> **Stated exercise**: Give a verbatim copy of the lines below, minus the pictures.
++++ Material provided
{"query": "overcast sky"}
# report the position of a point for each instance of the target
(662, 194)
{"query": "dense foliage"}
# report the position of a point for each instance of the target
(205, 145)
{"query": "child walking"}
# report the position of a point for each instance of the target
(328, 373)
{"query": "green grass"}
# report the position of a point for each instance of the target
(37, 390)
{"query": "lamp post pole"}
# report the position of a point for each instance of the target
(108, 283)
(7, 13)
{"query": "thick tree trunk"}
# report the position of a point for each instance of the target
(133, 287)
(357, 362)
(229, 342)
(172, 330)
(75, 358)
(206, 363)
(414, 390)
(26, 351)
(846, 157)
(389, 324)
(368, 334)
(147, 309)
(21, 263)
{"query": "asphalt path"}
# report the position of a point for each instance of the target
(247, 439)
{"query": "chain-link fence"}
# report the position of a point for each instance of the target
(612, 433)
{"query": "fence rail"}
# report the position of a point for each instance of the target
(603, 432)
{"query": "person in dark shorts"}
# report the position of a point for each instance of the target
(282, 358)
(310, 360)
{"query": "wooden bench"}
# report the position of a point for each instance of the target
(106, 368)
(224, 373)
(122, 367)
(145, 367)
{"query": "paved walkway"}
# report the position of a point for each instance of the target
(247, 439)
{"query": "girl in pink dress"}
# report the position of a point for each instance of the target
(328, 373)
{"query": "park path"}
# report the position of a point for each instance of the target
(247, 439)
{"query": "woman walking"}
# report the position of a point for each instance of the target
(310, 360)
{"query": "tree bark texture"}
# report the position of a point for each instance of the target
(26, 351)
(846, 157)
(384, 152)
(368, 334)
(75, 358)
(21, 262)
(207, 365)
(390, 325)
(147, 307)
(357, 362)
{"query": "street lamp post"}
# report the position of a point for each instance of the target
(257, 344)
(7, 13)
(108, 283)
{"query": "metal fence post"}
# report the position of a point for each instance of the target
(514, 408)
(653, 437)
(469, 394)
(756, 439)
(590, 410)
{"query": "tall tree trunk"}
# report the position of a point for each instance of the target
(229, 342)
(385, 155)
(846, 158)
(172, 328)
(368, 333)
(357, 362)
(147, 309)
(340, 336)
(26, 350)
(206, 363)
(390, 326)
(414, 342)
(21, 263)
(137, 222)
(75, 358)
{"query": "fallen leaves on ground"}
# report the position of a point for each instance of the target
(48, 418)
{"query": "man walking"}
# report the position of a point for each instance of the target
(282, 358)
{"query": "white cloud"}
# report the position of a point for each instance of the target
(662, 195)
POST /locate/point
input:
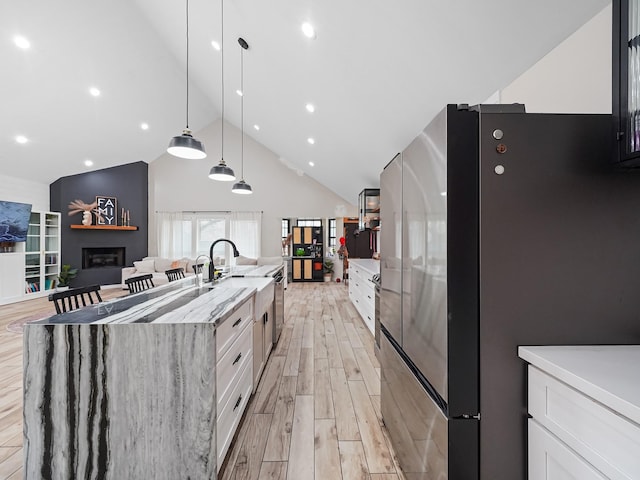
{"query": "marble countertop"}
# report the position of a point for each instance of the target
(606, 373)
(370, 265)
(182, 301)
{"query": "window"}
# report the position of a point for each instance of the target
(189, 234)
(332, 235)
(285, 229)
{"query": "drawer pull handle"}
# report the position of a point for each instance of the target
(237, 358)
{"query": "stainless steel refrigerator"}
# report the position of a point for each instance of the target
(499, 228)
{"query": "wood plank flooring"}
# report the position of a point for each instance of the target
(315, 414)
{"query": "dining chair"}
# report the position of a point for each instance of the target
(139, 283)
(75, 298)
(174, 273)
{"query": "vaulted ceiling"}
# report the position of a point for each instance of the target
(377, 72)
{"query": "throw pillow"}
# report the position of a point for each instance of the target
(242, 260)
(145, 266)
(162, 264)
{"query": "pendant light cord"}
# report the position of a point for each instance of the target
(222, 79)
(242, 113)
(187, 64)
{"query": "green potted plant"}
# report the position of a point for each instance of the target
(327, 268)
(67, 273)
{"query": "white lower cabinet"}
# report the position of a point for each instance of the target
(234, 374)
(231, 413)
(584, 403)
(551, 459)
(362, 293)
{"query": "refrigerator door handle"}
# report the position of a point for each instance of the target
(466, 416)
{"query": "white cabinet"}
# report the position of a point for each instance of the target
(33, 269)
(42, 253)
(551, 459)
(585, 409)
(12, 277)
(362, 290)
(234, 367)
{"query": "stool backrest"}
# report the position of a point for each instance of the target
(139, 283)
(75, 298)
(174, 273)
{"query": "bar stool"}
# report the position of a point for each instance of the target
(75, 298)
(174, 274)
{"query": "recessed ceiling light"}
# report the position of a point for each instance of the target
(21, 42)
(308, 30)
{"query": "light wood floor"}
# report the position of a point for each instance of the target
(315, 415)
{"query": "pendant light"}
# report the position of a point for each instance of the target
(222, 172)
(242, 187)
(185, 145)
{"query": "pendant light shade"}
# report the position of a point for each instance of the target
(185, 145)
(242, 187)
(222, 172)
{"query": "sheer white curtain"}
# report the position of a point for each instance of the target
(171, 233)
(246, 232)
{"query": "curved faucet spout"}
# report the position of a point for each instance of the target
(236, 253)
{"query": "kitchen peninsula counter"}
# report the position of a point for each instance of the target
(127, 388)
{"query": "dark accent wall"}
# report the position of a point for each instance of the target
(129, 184)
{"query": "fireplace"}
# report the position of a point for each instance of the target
(102, 257)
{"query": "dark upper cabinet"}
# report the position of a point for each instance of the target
(369, 208)
(626, 81)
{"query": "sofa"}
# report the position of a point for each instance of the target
(157, 266)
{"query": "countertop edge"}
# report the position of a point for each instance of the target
(615, 399)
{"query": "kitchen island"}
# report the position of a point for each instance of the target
(128, 388)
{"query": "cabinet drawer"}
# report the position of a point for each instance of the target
(229, 416)
(608, 441)
(228, 330)
(232, 363)
(550, 459)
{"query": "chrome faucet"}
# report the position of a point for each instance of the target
(212, 270)
(199, 274)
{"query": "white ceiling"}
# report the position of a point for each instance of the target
(378, 71)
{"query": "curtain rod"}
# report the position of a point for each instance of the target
(209, 211)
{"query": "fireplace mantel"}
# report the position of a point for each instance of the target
(102, 227)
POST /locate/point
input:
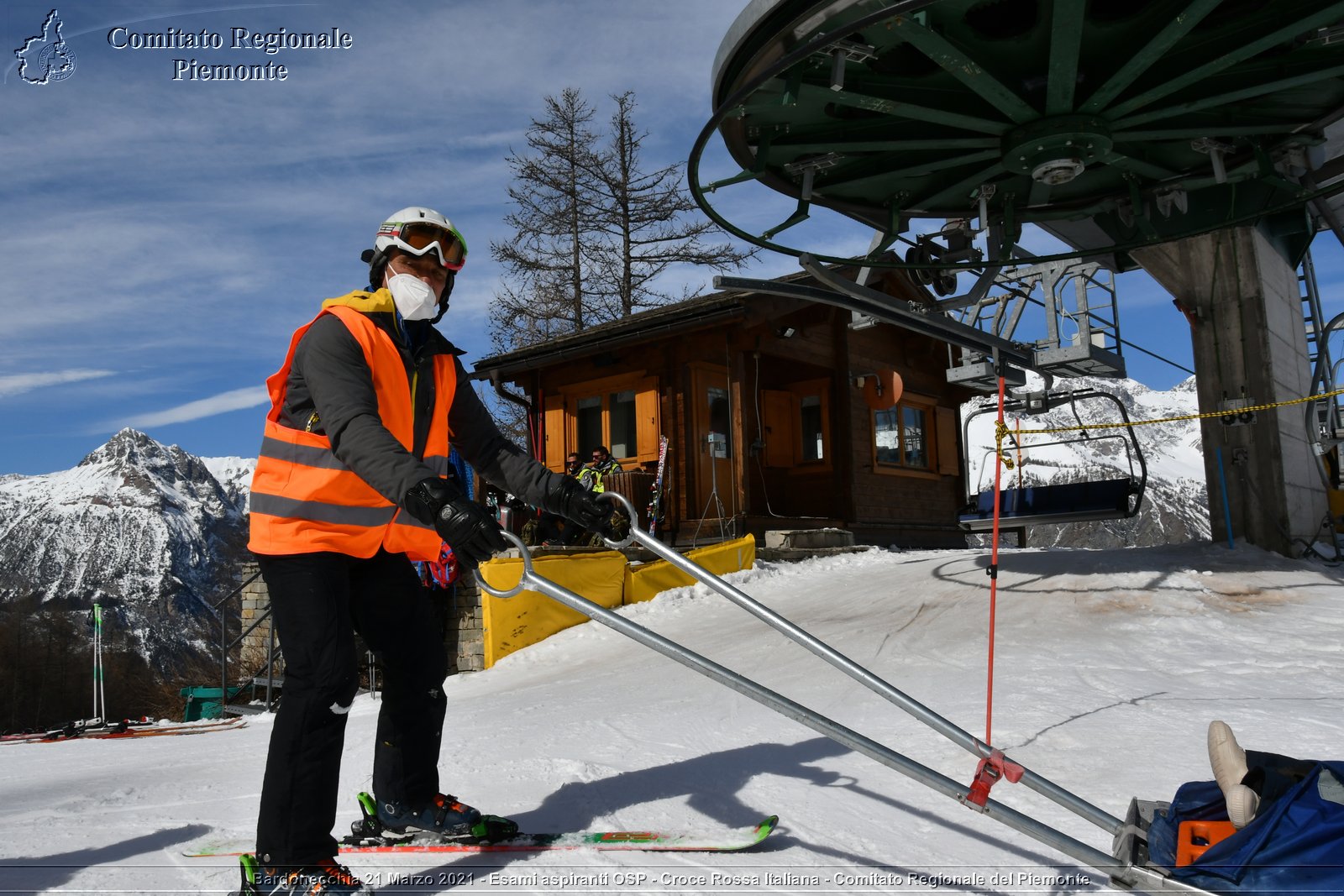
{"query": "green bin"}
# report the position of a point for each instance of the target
(205, 703)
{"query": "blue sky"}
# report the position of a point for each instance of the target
(163, 238)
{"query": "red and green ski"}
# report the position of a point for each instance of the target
(605, 840)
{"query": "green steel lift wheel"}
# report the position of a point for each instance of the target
(1112, 123)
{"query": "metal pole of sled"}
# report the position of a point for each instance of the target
(530, 580)
(924, 714)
++++++++
> **Written reply**:
{"query": "overcast sky"}
# report the position of a point for each instance of the target
(662, 194)
{"query": "dense foliage"}
# report the position of a point for each instance of the target
(205, 145)
{"query": "child walking"}
# report the position of a point for each instance of the target
(328, 373)
{"query": "green grass"}
# report the position of a point for each instance of the target
(37, 390)
{"query": "lamp post pole"}
# report the position of a point for each instance of the target
(108, 283)
(7, 13)
{"query": "thick tree trunk"}
# report the position of a point for each instance of the target
(133, 287)
(357, 362)
(229, 342)
(172, 330)
(75, 358)
(206, 363)
(414, 390)
(26, 351)
(846, 157)
(389, 324)
(368, 334)
(147, 309)
(21, 263)
{"query": "asphalt path"}
# report the position of a point for each instance of the target
(247, 439)
{"query": "chain-link fence"}
# report the position of a point for each instance of the target
(612, 433)
{"query": "fence rail"}
# report the position of a point for each instance of the target
(603, 432)
{"query": "person in dark shorts"}
# report the position of a point for each instance of the target
(282, 358)
(310, 360)
{"query": "wooden bench"}
# report the position of a point for each instance of the target
(106, 368)
(224, 373)
(122, 367)
(145, 367)
{"query": "paved walkway"}
# report the position of a point for each instance of the target
(247, 439)
{"query": "girl in pink dress"}
# report the position of a point for each instance of the target
(328, 373)
{"query": "park path"}
# report the position of a point for each instance of the target
(247, 439)
{"query": "woman walking"}
# report the position of a point for each instance of the target
(310, 360)
{"query": "tree bark texture"}
# report the position of a point for each instance of the target
(26, 351)
(846, 157)
(384, 152)
(368, 334)
(75, 358)
(21, 262)
(207, 365)
(390, 325)
(147, 307)
(357, 362)
{"query": "street lamp post"}
# report the position of a point for each instance of the target
(257, 344)
(7, 13)
(108, 283)
{"query": "metal fence post"}
# report the position of a point for each instance of the target
(514, 408)
(653, 437)
(469, 394)
(756, 439)
(590, 410)
{"query": "tall tree trunk"}
# report the position of a point for each instance of the target
(229, 342)
(385, 155)
(846, 158)
(172, 328)
(368, 333)
(357, 362)
(147, 309)
(340, 336)
(26, 350)
(206, 363)
(390, 326)
(414, 342)
(21, 263)
(137, 222)
(75, 358)
{"query": "fallen leaves on ground"}
# report the position of a point for each instance of the target
(48, 418)
{"query": "man walking"}
# report the position of a point for each instance of the target
(282, 358)
{"query": "white cloud"}
# report the position of a point for each instance of the target
(662, 195)
POST /locate/point
input:
{"query": "marble countertop"}
# report the position of a point for each instance of the target
(606, 373)
(370, 265)
(182, 301)
{"query": "window"}
# report the position of a point for each instance of the target
(189, 234)
(332, 235)
(285, 229)
{"query": "drawer pull handle"}
# report the position of a point for each instance of the target
(237, 358)
{"query": "stainless steel refrigerator"}
# report the position of a point for each instance of the target
(499, 228)
{"query": "wood plank flooring"}
# report the position of a point for each instance of the target
(315, 414)
{"query": "dining chair"}
# report the position of a point for each instance of the target
(139, 283)
(75, 298)
(174, 273)
{"query": "vaulted ceiling"}
# report the position of a point for each instance of the target
(377, 72)
{"query": "throw pillow"}
# report the position of a point for each instance of the target
(242, 260)
(145, 266)
(162, 264)
{"query": "pendant light cord"}
# report the position of a point for each instance of the target
(222, 79)
(242, 113)
(187, 64)
{"query": "green potted plant"}
# report the position of a point for each instance of the target
(327, 268)
(67, 273)
{"query": "white lower cabinet"}
# report the position of a point for each instance of the target
(234, 374)
(231, 413)
(584, 403)
(551, 459)
(362, 293)
{"query": "refrigerator door handle"}
# report the position of a point for each instance of the target
(466, 416)
{"query": "white cabinet"}
# report the position of a point for each instance of the target
(33, 269)
(42, 253)
(551, 459)
(585, 409)
(12, 277)
(362, 290)
(234, 367)
{"query": "stool backrest"}
# report the position of a point for each instance of the target
(139, 283)
(75, 298)
(174, 273)
{"query": "bar stool"}
# report the position of a point for each instance of the target
(75, 298)
(174, 274)
{"query": "recessed ceiling light"}
# report the position of a point for each instance of the target
(21, 42)
(308, 30)
{"query": "light wood floor"}
# report the position of a point for each instance of the target
(315, 415)
{"query": "pendant light"}
# report the position of a point for each instance of the target
(222, 172)
(242, 187)
(185, 145)
{"query": "pendant light shade"}
# report the position of a point for each instance of the target
(185, 145)
(242, 187)
(222, 172)
{"query": "sheer white curtain"}
# report the position of a point for each instance of the target
(171, 233)
(246, 232)
{"query": "curved faucet spout"}
# report the position of a point for each instance of the target
(236, 253)
{"query": "kitchen peninsula counter"}
# report the position of a point for each instance of the target
(127, 388)
{"query": "dark accent wall"}
# report the position of a point for each instance of the target
(129, 184)
{"query": "fireplace"}
# report the position of a point for each instance of the target
(102, 257)
{"query": "dark upper cabinet"}
# report the position of a point for each instance of the target
(369, 208)
(626, 81)
{"query": "sofa"}
# report the position of a point for each instance of the target
(157, 266)
{"query": "countertop edge"}
# report the position of a point for each instance of the target
(615, 399)
{"query": "kitchen island"}
# report the position of a point for each instance of the target
(128, 388)
{"query": "cabinet drawer"}
# report the position of a point for each instance of the target
(229, 416)
(608, 441)
(228, 330)
(232, 363)
(550, 459)
{"query": "chrome faucet"}
# report the position of a point for each instance of the target
(212, 270)
(199, 274)
{"query": "white ceiling"}
# report the position of a point for each instance of the target
(378, 71)
{"query": "curtain rod"}
# report the position of a point for each instance of the target
(209, 211)
{"query": "fireplace mantel"}
# report the position of a point for each instance of the target
(102, 227)
POST /locate/point
input:
{"query": "green bin"}
# report the position of a point for each instance of the target
(205, 703)
{"query": "blue sky"}
# report the position of a point for each instance of the target
(163, 238)
{"query": "red and green ski"}
# report the position of a point for each instance of the target
(605, 840)
{"query": "green steel lift wheel"}
# report the position of a point for each instance of the target
(1112, 123)
{"query": "metal pole of sled"}
# report the position of a point for each instance of the target
(530, 580)
(924, 714)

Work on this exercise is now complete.